:: TASK ::
Restate each entry below without changing a word.

*** RECORDS FOR THIS TASK Section Begins ***

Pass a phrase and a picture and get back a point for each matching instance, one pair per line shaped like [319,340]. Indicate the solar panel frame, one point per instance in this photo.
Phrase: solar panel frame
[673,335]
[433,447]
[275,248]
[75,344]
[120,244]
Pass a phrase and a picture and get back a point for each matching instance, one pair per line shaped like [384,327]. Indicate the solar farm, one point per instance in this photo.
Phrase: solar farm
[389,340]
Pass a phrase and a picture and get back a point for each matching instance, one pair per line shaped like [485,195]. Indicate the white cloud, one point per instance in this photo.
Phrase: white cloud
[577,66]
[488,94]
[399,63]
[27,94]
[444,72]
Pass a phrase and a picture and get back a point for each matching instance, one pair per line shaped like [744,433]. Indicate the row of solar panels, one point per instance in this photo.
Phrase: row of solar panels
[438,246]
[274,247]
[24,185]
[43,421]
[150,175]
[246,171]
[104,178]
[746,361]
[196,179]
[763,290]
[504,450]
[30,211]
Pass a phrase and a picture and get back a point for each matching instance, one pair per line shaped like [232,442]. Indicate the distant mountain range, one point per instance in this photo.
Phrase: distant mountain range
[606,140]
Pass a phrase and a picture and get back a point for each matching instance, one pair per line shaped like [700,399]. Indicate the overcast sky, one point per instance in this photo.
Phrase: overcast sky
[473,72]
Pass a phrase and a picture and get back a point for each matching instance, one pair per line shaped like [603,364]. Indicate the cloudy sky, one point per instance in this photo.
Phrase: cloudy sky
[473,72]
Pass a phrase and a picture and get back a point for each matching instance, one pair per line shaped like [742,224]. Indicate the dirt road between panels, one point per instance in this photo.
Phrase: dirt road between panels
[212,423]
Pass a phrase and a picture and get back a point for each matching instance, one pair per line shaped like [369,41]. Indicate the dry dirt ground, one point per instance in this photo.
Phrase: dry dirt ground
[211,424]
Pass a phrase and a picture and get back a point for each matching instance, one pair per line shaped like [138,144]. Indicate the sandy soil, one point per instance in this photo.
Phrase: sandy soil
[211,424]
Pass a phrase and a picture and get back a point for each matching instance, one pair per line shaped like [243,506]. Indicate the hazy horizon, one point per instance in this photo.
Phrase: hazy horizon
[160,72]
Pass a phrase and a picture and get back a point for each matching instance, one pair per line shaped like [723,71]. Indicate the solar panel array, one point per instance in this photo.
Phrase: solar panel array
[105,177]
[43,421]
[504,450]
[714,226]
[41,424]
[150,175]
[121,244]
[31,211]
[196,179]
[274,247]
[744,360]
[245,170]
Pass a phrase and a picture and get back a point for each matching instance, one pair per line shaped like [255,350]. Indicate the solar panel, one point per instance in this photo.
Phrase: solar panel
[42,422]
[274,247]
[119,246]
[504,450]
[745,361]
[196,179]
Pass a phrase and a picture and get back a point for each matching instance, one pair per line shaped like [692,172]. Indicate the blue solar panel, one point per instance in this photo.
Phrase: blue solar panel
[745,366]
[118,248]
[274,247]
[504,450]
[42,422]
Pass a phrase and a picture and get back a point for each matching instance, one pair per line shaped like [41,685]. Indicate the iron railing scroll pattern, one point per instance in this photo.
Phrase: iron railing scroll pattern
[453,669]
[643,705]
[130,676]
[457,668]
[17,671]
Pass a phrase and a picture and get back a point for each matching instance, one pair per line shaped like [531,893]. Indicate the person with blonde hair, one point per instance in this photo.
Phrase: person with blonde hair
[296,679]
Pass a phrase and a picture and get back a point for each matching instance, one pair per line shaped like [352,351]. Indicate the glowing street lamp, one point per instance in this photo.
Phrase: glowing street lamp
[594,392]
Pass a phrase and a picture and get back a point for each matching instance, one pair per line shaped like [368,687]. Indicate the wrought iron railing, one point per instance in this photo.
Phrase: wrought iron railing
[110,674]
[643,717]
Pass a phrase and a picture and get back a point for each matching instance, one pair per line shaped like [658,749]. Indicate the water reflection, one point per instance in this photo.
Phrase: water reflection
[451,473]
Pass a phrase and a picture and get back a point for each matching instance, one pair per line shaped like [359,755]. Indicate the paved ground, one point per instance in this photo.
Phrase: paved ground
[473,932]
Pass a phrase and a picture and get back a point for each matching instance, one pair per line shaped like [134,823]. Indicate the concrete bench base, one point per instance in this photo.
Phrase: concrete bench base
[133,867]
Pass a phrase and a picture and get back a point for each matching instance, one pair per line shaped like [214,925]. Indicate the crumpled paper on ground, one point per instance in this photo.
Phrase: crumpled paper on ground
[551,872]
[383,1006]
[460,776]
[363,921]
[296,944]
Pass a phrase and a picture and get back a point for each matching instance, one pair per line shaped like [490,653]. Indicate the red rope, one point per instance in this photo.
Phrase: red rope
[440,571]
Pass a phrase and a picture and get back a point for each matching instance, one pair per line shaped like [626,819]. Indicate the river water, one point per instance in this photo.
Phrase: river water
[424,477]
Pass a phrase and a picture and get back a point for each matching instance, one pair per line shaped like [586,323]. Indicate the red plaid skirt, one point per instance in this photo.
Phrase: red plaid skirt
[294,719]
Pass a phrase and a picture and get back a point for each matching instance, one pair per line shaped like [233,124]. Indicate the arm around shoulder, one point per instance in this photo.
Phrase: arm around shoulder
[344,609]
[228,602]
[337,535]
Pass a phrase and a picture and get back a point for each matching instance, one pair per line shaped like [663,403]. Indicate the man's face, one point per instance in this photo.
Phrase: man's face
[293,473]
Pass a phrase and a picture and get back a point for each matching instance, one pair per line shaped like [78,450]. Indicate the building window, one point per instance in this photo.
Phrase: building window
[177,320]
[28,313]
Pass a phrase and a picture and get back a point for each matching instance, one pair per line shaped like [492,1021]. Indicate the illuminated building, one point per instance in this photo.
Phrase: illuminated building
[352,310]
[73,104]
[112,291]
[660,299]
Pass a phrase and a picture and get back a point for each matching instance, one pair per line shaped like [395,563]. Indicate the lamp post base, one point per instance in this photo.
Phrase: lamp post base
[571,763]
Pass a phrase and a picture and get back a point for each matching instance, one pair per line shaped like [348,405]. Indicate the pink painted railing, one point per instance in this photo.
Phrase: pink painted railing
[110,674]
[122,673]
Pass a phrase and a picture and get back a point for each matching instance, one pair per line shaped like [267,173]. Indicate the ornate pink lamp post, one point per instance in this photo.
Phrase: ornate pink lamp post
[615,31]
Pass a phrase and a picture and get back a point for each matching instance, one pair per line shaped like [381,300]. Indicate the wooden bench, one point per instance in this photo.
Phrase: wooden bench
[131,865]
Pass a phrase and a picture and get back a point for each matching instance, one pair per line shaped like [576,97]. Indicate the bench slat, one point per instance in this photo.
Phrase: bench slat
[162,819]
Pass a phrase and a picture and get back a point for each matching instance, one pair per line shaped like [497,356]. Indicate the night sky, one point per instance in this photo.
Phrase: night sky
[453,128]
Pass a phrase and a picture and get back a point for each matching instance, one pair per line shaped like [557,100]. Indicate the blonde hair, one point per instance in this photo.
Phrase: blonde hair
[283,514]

*** RECORDS FOR THIS TASK Section Ends ***

:: EXERCISE RESPONSE ::
Pass a phrase and a picture and get back a point for each matching instance, one pair per line shaped like [319,340]. Indicate the solar panel frame, one point per instance in this photo.
Phrase: solar panel frame
[673,335]
[433,447]
[275,248]
[75,344]
[120,244]
Pass a phrase and a picture and get back a point for each matching instance, one pair per line shaped like [384,327]. Indicate the solar farm, one point per instance in this photo.
Phrase: solar farm
[389,340]
Pass a phrase and a picture and get back a point for each matching instance, one pair per line shaped like [485,195]. Indicate the white cloud, one point per instance in this photo.
Phrase: white cloud
[577,66]
[488,94]
[399,63]
[27,94]
[444,72]
Pass a phrase and a picture and get back a point for each matching instance, one pair per line shaped like [744,433]. Indicate the row of solar panels, one point per instance in this photo.
Phrase: row of solar panels
[438,246]
[274,247]
[24,185]
[43,421]
[150,175]
[246,171]
[104,178]
[746,361]
[196,179]
[763,290]
[504,450]
[30,211]
Pass a phrase and a picture and get back a point for each matching instance, one pair per line shaped like [232,442]. Indicate the distant mountain range, one point per instance in this photo.
Phrase: distant mountain range
[606,140]
Pass a phrase and a picture and get back a point for each matching instance, one pair per line shaped like [700,399]. Indicate the overcast sky, one point per instance in this photo.
Phrase: overcast sky
[473,72]
Pass a phrase and a picture and get back a point for each matching instance, one pair per line shaped like [603,364]. Indicate the cloudy sky, one point per instance in this photo.
Phrase: cloudy sky
[473,72]
Pass a phrase and a picture and get back a point for each matching instance, one pair per line shaped like [742,224]. Indicate the dirt road between panels, one point per instance in this photo.
Phrase: dirt road between panels
[212,423]
Pass a phrase and a picture and get back a point for each matching instance, one pair per line shaped like [369,41]. Indicate the dry dirt ground, one point per instance in this photo.
Phrase: dry dirt ground
[211,424]
Pass a phrase and a picture and get back a point for each matching instance, one pair per line shaped like [138,144]. Indicate the sandy soil, one point per instance in this photo.
Phrase: sandy soil
[211,424]
Pass a phrase and a picture and get back a point for each matching instance, one pair per line shaped like [243,506]. Indicate the hazy horizon, one point per instance in this photo.
Phrase: hazy horizon
[160,72]
Pass a phrase and a picture and get back a point for each matching instance, one pair per line shaped like [723,71]. Indicate the solar panel array, one point per instance in this photo.
Phrase: solar panel array
[105,177]
[43,421]
[504,450]
[714,226]
[41,424]
[150,175]
[121,244]
[31,211]
[196,179]
[274,247]
[744,360]
[245,170]
Pass a phrase and a picture and get back a point for each matching instance, one pair per line shaped like [255,350]. Indicate the solar panel, one point per instance in this photo.
Phrase: solar panel
[42,422]
[274,247]
[119,246]
[504,450]
[745,361]
[196,179]
Pass a phrase and a picture and get back a point for each matching instance, one pair per line shaped like [692,172]. Indicate the blue solar panel, one point per instance in this photo.
Phrase: blue solar panel
[745,366]
[118,248]
[274,247]
[504,450]
[42,422]
Pass a phrase and a picture and get back a point for each matching instance, one pair per line shaped like [41,685]. Indicate the iron railing scroll pattern, one point per instance in this photo.
Phrase: iron railing scroll pattern
[453,669]
[643,705]
[130,676]
[457,668]
[17,671]
Pass a phrase and a picture and get back a point for each matching instance, one pair per line shaped like [531,893]. Indicate the person with blonde hair, one point per instance in this photo.
Phrase: person with blonde hair
[296,679]
Pass a phrase and a picture and get back a point for each matching instance, one pair per line shaped like [352,351]. Indicate the glowing street lamp, one point per instance in this photo.
Phrase: glowing street lamp
[594,392]
Pass a phrase and a picture and get back a point for each matching instance, one pair per line shaped like [368,687]. Indicate the wrought iron railing, one point per instance in this photo.
Phrase: wrought iron railing
[110,674]
[643,717]
Pass a phrase and a picture and get back a point for each matching instance, one pair per line shaped like [658,749]. Indicate the water reflection, one point per instance in this photo.
Phrase: water reflection
[451,473]
Pass a phrase and a picture and get back a point for each matching instance, one pair per line shaped like [359,755]. Indicate the paved ground, one point per instance in this photo.
Phrase: paved ground
[473,932]
Pass a phrase and a picture and get back a point for each matching instance, one pair per line shaped like [134,823]. Indicate the concrete bench base, one point per instance in this photo.
Phrase: concrete bench base
[133,867]
Pass a phrase and a picture and get back a point for each matching instance, one pair per line shaped like [214,925]. Indicate the crumpled paper on ground, one point per instance in this photo.
Phrase: crumpled paper on ground
[551,872]
[383,1006]
[460,776]
[363,921]
[296,944]
Pass a phrase and a picture and get back a point for each matching instance, one pair per line shaped like [490,653]. Indicate the red rope, one point per instance in this photo.
Phrase: red rope
[440,571]
Pass a phrase and a picture and get back a point for each matching instance, one pair per line shaped like [626,819]. Indicate the river water, one point per instance in this photo.
Phrase: river water
[424,477]
Pass a phrase and a picture and get back a point for each matching instance, one pair per line shaped like [586,323]. Indicate the red plaid skirt, one point per instance in this photo.
Phrase: red plaid skirt
[294,719]
Pass a phrase and a picture and get back a point for each matching instance, one pair per line shaped like [233,124]. Indicate the arm around shoulder, one point per instance in this photo.
Phrase: arm around shoulder
[344,609]
[228,602]
[337,535]
Pass a phrase and a picture and get back a point for each matching instance, one pair per line shaped like [663,403]. Indicate the man's face, one point per instance in this photo.
Phrase: man's face
[293,473]
Pass a phrase and a picture and get back a point for each matching instance, one pair per line shaped like [78,450]. Indicate the building window, one point per instance in this photo.
Phrase: building window
[177,320]
[28,313]
Pass a phrase and a picture and get back a point for each matching instance, one pair per line shaped like [492,1021]. Indicate the illuminated building, one point per instance in this photo.
Phrase: illuminated building
[352,310]
[73,104]
[112,291]
[660,299]
Pass a phrase and a picture and get back a point for each matching instance, one pair per line shaped like [395,563]. Indicate the lamp post base, one point per instance in this photo.
Phrase: lamp post base
[571,763]
Pass a phrase and a picture and get back a point for each matching instance, one pair per line shaped like [348,405]. Indicate the pink painted railing, one point per instance in this photo.
Phrase: pink painted railing
[110,674]
[122,673]
Pass a phrase and a picture and get back a point for each matching instance, one pair per line shaped like [267,173]. Indicate the ornate pink lamp post, one point per instance in this photo.
Phrase: ornate pink lamp post
[615,31]
Pass a phrase and a picture and get back a point for each matching instance, one pair per line shaped like [381,300]. Indicate the wooden bench, one point per instance in this photo.
Phrase: wooden bench
[131,865]
Pass a phrase and a picture and get back a point for each matching instance, one pair per line shaped like [576,97]. Indicate the bench slat, one point per instance in this photo.
Phrase: bench slat
[162,819]
Pass a phrase and a picture and get back a point for each matching instance, one pair per line shaped like [497,356]. Indicate the night sky, one point per instance in this photo.
Phrase: night sky
[453,128]
Pass a phrase and a picture and get back a point for each matching instance, one pair per line shaped like [557,100]. Indicate the blonde hair, one point per instance in this photo.
Phrase: blonde hair
[283,514]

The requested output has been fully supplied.